*Written instruction:* Count the lines in the data below that contain the string "window", treating uppercase and lowercase as different. Reply with the number only.

*Collected data:*
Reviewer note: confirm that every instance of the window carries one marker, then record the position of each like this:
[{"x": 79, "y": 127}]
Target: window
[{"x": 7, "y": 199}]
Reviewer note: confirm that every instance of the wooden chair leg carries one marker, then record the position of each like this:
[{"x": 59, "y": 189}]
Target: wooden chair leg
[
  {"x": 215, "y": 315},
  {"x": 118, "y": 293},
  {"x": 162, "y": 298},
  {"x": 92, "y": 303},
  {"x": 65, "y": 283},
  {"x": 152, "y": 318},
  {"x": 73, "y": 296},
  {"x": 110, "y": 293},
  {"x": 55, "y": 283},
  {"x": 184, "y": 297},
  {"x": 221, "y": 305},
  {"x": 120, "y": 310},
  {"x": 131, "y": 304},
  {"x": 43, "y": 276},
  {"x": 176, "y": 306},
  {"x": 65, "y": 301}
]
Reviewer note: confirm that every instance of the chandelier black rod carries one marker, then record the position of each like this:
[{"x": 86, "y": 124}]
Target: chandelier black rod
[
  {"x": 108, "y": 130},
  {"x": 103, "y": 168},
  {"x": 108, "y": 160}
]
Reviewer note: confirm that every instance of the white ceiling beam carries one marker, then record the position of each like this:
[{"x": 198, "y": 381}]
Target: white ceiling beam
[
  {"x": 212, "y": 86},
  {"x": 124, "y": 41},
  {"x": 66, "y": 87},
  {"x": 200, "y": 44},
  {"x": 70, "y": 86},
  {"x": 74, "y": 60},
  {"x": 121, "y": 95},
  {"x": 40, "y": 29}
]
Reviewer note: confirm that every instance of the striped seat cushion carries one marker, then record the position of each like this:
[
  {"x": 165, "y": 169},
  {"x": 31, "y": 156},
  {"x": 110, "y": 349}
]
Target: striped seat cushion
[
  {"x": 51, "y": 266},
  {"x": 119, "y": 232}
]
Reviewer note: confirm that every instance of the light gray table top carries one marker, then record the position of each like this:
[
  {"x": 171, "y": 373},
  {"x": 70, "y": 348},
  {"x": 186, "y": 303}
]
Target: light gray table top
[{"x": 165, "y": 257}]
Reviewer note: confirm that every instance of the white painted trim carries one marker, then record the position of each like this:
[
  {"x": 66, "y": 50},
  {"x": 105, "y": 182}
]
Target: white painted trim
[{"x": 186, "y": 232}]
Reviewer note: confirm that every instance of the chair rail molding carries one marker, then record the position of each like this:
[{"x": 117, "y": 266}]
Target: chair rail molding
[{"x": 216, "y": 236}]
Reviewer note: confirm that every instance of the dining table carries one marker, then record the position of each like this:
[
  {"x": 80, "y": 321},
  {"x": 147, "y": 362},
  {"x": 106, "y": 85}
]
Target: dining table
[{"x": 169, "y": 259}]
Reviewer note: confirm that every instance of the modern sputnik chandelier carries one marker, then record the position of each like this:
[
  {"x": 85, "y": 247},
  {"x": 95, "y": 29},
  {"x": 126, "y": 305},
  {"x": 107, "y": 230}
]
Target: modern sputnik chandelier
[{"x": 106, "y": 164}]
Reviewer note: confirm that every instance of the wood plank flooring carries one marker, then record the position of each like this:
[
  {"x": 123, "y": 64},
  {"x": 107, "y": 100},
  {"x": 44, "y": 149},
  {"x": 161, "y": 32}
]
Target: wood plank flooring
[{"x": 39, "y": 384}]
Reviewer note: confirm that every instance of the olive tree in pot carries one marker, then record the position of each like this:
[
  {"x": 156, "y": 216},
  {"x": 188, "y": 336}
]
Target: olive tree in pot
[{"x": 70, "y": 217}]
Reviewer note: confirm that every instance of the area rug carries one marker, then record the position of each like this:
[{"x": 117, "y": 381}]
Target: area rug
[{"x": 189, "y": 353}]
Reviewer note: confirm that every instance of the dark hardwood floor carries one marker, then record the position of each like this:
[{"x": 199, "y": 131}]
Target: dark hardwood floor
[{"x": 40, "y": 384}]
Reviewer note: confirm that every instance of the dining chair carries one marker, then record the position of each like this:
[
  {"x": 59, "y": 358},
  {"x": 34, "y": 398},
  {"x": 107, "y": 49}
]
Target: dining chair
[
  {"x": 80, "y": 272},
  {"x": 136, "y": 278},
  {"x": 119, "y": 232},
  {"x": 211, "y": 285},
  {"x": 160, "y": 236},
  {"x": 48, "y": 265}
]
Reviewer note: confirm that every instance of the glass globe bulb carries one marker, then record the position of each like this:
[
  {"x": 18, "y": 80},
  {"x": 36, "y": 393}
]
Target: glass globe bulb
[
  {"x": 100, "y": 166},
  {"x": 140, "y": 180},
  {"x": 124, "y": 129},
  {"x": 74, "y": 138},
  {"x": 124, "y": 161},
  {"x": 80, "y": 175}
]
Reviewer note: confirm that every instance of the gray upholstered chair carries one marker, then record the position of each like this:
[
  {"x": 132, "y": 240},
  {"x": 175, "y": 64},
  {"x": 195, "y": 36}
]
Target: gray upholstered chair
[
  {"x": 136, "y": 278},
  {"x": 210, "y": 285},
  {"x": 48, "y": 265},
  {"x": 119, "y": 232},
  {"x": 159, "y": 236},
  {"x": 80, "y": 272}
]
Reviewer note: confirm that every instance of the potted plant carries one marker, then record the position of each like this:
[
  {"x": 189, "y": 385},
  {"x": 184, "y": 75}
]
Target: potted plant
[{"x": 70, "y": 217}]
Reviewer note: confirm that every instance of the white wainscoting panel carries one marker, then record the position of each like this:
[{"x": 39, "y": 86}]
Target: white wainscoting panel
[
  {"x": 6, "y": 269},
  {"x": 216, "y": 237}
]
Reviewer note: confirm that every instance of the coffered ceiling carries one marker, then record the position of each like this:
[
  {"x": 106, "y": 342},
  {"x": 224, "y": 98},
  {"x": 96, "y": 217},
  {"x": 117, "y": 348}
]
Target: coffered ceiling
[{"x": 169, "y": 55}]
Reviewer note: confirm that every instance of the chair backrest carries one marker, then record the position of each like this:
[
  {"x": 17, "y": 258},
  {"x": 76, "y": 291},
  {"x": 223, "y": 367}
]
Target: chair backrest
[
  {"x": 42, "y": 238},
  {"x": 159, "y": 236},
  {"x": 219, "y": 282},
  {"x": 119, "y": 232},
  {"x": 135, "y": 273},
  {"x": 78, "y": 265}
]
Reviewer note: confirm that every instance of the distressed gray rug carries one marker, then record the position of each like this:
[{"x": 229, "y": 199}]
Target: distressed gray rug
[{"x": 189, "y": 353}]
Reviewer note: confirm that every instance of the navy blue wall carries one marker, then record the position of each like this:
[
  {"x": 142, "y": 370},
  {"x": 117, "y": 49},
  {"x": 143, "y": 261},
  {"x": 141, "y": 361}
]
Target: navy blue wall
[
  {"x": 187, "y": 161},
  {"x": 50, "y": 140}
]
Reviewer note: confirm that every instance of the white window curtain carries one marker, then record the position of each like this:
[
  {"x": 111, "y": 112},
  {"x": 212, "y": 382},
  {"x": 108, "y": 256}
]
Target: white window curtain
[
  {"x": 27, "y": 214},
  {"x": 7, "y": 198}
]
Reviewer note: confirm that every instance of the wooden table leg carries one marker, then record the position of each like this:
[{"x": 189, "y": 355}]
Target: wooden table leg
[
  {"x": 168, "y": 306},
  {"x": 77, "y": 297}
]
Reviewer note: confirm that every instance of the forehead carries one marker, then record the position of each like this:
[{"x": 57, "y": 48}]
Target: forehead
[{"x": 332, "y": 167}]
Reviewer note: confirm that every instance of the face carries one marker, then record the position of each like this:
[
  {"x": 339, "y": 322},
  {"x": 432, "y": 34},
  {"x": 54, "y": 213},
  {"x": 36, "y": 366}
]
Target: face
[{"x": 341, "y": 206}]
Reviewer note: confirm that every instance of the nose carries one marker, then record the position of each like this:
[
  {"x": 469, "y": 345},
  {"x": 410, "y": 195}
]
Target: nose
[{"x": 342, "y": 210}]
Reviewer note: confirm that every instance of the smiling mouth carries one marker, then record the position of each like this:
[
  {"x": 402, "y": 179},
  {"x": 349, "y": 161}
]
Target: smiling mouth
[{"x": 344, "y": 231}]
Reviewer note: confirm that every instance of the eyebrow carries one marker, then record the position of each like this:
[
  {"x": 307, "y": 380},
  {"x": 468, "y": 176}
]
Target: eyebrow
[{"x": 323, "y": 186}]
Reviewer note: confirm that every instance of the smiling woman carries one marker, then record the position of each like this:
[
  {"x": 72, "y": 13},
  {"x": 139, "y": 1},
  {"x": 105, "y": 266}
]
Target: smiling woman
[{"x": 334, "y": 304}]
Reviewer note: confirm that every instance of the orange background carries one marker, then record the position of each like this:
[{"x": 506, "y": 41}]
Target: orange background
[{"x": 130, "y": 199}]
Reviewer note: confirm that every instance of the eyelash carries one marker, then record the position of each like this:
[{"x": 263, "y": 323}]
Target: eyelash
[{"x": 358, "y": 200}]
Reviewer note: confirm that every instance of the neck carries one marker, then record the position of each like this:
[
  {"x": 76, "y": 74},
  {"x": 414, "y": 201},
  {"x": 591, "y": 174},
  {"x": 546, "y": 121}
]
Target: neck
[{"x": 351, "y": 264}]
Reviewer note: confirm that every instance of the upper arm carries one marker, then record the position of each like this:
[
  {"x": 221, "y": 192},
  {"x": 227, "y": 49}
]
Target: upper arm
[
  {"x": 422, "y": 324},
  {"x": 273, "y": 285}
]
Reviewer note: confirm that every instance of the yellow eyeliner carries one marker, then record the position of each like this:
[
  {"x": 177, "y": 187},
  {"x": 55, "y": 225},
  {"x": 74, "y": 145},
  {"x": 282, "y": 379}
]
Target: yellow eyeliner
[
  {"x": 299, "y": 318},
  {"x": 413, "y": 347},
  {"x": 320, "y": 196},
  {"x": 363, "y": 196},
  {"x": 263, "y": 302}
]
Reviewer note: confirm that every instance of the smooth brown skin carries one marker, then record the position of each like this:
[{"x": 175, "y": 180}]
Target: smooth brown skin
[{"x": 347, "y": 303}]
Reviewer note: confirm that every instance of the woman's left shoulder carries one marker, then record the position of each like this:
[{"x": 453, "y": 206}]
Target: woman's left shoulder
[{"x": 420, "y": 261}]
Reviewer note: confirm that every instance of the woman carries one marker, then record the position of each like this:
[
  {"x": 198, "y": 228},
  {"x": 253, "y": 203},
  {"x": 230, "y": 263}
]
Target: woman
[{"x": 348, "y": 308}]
* * *
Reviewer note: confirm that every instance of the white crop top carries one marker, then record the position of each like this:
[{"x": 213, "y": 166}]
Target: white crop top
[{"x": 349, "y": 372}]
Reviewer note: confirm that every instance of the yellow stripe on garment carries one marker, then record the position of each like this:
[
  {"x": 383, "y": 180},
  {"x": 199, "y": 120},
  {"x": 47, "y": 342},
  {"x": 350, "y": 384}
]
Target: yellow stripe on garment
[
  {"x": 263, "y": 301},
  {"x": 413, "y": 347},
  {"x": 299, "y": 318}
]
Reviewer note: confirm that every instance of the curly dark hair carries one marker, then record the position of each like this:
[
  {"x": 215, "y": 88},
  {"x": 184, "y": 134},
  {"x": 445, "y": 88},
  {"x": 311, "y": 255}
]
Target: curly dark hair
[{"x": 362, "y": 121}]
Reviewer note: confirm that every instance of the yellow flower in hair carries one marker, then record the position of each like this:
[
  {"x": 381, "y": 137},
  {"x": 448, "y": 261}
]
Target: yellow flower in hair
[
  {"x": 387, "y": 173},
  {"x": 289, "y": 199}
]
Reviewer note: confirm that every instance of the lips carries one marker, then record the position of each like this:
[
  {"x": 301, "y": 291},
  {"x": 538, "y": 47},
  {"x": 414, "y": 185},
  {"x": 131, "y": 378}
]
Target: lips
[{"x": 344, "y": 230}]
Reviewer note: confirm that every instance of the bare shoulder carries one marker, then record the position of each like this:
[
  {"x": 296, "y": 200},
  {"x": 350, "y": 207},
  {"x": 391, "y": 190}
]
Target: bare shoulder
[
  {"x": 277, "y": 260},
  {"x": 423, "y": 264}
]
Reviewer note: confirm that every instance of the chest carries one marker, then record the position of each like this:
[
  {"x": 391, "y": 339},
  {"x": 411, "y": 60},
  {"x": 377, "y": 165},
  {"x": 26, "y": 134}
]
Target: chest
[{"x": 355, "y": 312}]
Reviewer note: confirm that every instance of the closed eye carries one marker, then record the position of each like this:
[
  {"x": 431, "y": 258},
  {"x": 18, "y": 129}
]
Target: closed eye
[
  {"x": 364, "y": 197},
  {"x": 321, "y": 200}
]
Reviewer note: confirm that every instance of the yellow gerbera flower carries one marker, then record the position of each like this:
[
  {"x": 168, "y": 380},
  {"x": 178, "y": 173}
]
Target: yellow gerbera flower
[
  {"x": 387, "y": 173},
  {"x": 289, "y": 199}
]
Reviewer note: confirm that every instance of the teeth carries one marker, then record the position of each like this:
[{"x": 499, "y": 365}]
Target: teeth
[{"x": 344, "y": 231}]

*The completed task:* 4